**INPUT**.
---

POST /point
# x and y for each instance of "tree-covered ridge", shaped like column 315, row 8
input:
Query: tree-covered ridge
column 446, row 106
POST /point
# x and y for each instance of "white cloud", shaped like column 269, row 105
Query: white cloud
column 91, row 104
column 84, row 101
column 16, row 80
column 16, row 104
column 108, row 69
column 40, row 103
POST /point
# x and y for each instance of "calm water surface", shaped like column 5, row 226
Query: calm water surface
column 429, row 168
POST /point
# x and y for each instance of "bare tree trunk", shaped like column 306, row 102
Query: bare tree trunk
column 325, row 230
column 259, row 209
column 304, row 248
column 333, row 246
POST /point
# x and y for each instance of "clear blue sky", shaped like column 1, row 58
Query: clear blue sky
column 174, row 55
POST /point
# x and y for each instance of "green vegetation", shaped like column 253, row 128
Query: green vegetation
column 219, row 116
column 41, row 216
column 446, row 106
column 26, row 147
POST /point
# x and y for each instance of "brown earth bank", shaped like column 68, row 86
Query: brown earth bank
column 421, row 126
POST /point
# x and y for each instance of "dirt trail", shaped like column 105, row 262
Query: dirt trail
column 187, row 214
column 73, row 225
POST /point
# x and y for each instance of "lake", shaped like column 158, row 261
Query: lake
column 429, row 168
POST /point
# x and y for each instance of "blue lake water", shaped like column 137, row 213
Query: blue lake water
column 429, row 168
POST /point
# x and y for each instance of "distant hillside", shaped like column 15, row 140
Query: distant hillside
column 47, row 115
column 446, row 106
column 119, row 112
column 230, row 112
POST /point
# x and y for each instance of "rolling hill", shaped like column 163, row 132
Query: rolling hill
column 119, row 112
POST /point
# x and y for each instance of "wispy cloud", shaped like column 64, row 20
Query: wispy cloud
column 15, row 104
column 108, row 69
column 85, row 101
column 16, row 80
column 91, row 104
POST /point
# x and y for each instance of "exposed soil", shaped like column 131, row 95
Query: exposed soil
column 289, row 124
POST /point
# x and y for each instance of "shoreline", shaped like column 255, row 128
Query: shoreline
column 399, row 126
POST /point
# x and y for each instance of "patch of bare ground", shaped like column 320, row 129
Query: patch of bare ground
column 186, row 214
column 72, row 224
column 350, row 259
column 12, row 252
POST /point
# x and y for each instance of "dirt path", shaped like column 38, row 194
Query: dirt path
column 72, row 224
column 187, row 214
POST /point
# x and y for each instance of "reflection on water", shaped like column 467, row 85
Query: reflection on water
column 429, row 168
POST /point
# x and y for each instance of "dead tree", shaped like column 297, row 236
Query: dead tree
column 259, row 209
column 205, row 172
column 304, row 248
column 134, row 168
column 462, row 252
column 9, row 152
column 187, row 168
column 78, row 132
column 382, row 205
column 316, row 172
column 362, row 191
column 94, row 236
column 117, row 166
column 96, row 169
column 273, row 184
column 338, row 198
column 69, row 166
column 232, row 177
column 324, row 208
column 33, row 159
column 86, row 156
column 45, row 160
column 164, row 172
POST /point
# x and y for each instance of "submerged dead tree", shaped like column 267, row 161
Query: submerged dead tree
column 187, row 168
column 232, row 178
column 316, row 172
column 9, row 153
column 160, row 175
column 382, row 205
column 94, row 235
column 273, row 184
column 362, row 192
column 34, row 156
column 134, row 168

---

**AIM OF THE TASK**. Using the records above, copy exactly the lines from the one containing "267, row 161" through the last, inclusive, and nothing else.

**SOLUTION BELOW**.
# x and y for each instance of "submerged dead tree", shaped like column 267, row 161
Query: submerged dead tree
column 187, row 168
column 232, row 178
column 316, row 172
column 9, row 153
column 160, row 175
column 382, row 205
column 94, row 235
column 273, row 184
column 362, row 192
column 34, row 156
column 134, row 168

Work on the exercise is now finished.